— START Recorded information —

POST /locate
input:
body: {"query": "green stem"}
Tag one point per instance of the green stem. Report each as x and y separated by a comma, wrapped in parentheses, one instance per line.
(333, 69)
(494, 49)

— END Recorded information —

## [Work to do]
Reproduce all the items above in full, requests included. Multiply every point coordinate in the answers by 2.5 and round each result to a whole number, with halves rounded up.

## [Written answer]
POST /locate
input:
body: {"query": "green stem"}
Tag one point per instance of the green stem. Report each as x and y separated by a comma, wrapped in parentheses, one instance per line.
(833, 173)
(1235, 123)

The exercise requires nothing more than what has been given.